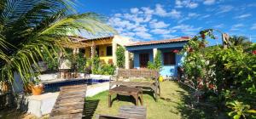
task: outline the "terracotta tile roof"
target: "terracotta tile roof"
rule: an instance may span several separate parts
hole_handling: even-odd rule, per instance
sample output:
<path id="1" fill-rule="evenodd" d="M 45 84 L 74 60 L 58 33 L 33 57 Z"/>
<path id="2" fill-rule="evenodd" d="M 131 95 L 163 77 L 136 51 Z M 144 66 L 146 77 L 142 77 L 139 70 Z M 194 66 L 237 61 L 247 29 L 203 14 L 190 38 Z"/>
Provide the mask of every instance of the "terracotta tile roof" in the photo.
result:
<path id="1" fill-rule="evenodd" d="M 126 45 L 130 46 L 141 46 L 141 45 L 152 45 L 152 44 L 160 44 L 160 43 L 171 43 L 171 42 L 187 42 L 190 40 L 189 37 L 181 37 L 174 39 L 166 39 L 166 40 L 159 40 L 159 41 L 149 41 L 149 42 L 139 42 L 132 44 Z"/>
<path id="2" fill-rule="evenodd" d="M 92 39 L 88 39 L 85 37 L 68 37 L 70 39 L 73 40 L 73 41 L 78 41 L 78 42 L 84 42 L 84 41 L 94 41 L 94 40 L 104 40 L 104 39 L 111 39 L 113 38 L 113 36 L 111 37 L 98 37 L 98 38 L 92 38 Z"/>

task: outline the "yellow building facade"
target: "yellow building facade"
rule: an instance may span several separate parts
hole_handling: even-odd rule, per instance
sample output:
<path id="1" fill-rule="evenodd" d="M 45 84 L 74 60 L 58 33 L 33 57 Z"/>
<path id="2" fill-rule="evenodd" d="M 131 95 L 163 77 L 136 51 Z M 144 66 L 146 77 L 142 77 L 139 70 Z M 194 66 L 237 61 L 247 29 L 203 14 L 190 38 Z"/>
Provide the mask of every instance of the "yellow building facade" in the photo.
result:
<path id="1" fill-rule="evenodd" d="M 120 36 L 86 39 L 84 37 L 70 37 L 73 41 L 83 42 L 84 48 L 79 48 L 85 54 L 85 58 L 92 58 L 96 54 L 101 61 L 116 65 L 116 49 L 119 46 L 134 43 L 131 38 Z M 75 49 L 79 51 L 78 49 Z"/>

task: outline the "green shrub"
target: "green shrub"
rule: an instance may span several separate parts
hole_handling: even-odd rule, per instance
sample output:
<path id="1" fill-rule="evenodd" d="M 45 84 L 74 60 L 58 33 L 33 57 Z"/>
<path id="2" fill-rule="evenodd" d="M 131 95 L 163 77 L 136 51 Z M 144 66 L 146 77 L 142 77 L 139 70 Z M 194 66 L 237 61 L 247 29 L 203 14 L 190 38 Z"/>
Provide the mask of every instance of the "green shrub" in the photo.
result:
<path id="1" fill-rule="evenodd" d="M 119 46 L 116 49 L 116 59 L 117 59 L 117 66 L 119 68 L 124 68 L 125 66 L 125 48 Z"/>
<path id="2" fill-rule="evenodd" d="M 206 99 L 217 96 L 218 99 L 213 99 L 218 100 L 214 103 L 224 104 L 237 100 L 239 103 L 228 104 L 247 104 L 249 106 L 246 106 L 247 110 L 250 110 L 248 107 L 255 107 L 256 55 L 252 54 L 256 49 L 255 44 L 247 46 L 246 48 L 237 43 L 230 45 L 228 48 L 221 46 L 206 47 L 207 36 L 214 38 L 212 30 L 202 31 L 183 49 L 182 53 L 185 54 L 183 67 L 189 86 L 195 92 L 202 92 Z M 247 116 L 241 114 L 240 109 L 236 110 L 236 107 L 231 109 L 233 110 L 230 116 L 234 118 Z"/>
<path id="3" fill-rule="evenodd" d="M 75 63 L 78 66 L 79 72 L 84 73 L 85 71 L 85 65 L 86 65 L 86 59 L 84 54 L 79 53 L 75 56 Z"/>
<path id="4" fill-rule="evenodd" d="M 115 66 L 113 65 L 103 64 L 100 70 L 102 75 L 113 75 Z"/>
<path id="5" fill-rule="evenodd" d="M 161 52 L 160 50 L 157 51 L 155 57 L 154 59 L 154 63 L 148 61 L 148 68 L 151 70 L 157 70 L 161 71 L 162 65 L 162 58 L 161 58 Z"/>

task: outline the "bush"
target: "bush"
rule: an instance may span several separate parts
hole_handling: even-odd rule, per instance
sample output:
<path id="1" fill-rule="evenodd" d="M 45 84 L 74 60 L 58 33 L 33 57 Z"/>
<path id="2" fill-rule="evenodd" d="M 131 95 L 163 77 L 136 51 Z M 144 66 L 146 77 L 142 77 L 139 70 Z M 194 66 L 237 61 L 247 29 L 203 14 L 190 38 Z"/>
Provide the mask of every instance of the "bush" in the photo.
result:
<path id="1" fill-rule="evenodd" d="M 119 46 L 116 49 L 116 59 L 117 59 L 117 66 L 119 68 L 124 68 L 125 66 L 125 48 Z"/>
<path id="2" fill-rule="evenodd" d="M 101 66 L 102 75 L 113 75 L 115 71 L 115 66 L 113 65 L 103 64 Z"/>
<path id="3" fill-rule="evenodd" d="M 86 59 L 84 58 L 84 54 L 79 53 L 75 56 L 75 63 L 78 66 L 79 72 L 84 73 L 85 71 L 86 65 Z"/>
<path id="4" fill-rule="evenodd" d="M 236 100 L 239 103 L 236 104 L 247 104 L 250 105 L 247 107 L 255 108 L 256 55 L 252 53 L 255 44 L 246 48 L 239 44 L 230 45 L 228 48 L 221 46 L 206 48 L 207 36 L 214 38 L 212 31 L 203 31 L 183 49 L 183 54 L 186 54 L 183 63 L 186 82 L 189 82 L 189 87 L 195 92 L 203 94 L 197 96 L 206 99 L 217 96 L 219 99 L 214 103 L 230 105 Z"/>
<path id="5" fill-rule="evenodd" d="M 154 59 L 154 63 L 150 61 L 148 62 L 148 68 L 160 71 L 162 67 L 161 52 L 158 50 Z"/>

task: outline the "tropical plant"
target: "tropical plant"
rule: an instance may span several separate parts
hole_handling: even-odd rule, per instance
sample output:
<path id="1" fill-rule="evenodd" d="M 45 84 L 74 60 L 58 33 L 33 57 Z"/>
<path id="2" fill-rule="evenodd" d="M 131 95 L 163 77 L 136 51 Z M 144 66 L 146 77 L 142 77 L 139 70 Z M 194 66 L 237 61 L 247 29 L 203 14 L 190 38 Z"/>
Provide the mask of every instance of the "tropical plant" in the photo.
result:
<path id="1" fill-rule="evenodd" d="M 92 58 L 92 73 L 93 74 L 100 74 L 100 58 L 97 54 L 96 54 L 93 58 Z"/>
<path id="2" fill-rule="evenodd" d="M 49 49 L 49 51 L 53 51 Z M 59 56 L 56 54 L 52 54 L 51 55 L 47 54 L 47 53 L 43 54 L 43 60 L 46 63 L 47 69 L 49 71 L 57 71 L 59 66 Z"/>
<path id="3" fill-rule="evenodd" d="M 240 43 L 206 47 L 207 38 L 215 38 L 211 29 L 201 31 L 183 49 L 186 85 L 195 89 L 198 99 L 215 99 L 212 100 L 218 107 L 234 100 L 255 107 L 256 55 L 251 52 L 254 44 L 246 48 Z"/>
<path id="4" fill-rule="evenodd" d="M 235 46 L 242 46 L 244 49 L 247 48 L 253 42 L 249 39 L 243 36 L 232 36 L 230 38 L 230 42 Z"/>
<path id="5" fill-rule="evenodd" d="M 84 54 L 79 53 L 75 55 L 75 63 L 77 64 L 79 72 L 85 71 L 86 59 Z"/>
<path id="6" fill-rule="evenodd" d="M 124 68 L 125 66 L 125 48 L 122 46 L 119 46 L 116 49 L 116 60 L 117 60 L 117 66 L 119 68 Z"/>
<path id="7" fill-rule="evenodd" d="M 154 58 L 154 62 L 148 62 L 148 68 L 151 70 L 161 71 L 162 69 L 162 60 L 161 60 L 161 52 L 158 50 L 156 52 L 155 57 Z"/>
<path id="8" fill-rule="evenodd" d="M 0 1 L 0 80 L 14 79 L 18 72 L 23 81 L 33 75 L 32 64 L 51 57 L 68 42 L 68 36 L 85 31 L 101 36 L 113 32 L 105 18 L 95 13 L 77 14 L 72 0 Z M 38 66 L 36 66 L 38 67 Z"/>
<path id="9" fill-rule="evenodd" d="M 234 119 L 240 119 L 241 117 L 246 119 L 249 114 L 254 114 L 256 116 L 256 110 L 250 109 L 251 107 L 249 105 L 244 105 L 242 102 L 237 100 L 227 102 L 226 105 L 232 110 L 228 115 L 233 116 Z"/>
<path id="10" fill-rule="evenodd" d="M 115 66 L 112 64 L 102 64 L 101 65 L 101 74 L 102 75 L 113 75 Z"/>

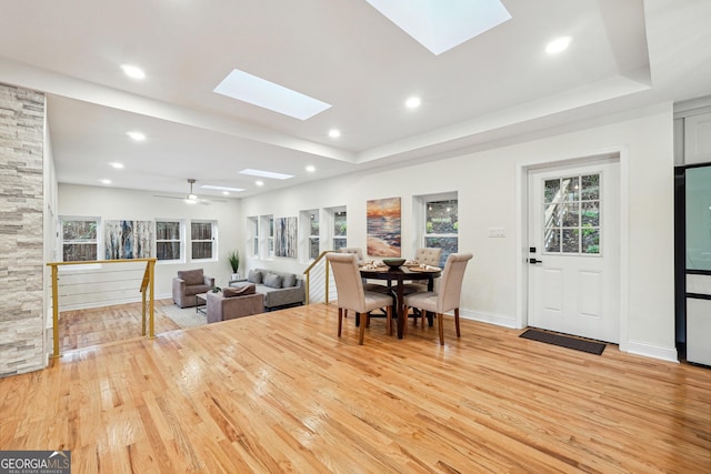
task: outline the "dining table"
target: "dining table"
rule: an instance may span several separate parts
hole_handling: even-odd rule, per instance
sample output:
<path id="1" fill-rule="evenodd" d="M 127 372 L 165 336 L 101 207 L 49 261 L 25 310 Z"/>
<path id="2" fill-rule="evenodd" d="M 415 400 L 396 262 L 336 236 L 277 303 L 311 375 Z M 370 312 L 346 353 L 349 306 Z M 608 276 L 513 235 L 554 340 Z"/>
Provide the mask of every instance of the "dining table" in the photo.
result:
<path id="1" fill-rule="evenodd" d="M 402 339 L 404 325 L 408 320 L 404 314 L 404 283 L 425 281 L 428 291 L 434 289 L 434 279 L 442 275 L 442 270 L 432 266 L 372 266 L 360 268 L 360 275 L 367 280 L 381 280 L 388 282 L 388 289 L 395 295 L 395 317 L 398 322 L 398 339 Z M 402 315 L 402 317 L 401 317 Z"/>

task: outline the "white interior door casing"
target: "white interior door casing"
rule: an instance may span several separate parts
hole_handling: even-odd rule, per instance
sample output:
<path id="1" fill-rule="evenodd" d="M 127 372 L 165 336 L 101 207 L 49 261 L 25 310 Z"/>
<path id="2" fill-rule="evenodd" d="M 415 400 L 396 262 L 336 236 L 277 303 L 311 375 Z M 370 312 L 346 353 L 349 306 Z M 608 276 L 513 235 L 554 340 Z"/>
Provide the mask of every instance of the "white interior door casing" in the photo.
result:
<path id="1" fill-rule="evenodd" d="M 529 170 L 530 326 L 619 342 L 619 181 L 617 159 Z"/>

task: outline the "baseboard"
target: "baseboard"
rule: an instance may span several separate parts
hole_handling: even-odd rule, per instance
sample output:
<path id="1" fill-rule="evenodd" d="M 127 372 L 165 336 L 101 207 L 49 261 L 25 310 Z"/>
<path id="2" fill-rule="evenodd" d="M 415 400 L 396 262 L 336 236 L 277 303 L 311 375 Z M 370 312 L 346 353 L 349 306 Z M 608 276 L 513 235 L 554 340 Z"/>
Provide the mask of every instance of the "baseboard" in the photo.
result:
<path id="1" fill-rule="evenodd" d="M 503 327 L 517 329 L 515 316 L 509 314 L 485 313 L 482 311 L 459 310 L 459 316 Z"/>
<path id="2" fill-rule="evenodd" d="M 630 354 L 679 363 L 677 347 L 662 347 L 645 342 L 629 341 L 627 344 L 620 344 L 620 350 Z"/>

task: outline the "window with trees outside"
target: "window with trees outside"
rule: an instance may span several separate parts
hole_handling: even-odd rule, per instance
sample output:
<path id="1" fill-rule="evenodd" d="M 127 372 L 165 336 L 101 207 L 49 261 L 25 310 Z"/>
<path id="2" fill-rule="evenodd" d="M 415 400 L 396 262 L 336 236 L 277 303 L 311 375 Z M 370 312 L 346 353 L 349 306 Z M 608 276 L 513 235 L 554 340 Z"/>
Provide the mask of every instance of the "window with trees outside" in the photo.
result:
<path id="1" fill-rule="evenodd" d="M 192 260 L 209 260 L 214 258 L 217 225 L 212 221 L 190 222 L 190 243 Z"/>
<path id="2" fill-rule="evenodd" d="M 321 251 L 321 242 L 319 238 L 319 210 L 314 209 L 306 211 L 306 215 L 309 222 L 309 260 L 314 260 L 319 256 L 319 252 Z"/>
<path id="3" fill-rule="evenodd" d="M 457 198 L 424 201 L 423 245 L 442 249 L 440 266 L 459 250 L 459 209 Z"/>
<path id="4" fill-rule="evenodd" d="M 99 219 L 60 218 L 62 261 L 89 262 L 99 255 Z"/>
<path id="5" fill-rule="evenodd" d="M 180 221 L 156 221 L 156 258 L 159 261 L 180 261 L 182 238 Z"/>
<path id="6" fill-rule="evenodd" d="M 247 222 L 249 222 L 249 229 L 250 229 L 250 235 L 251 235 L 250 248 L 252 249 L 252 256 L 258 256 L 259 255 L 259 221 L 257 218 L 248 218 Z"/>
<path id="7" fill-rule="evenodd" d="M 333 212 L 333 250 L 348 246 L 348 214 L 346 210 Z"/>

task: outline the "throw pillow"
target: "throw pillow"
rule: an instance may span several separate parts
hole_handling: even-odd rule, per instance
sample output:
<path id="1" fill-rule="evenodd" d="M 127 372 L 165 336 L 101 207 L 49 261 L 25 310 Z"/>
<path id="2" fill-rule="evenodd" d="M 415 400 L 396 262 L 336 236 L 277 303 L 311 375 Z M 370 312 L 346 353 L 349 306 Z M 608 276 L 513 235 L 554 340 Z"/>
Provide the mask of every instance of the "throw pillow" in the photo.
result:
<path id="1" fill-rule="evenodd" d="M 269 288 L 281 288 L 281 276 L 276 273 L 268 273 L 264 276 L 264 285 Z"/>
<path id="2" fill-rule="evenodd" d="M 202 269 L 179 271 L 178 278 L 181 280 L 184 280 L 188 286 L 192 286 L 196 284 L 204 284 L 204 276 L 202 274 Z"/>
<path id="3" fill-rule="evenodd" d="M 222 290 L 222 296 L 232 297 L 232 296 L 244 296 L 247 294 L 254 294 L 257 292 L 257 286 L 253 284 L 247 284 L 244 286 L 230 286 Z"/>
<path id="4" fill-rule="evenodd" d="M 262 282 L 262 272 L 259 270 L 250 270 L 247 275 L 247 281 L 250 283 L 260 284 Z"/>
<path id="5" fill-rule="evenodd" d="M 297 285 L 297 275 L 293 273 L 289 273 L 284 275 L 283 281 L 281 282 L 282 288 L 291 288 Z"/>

◇ ◇ ◇ ◇

— REQUIREMENTS —
Could you convert the stretch above, from the start of the lines through the line containing "126 45 L 130", into a JSON list of strings with one string per line? Leave out any blank lines and the pictures.

— EXPECTED ANSWER —
[
  "task: outline the \"terracotta tile roof\"",
  "target: \"terracotta tile roof\"",
  "rule: an instance may span several separate parts",
  "hole_handling: even-odd rule, per instance",
  "sample output:",
  "<path id=\"1\" fill-rule=\"evenodd\" d=\"M 45 84 L 74 60 L 58 33 L 33 57 Z\"/>",
  "<path id=\"2\" fill-rule=\"evenodd\" d=\"M 131 95 L 163 77 L 136 51 Z M 144 66 L 146 77 L 142 77 L 139 70 Z M 194 66 L 237 61 L 247 29 L 203 14 L 190 38 Z\"/>",
  "Provide the mask of every instance of the \"terracotta tile roof\" in the photo.",
  "result:",
  "<path id=\"1\" fill-rule=\"evenodd\" d=\"M 126 45 L 130 46 L 141 46 L 141 45 L 152 45 L 152 44 L 160 44 L 160 43 L 171 43 L 171 42 L 187 42 L 190 40 L 189 37 L 181 37 L 174 39 L 166 39 L 166 40 L 159 40 L 159 41 L 149 41 L 149 42 L 139 42 L 132 44 Z\"/>"
]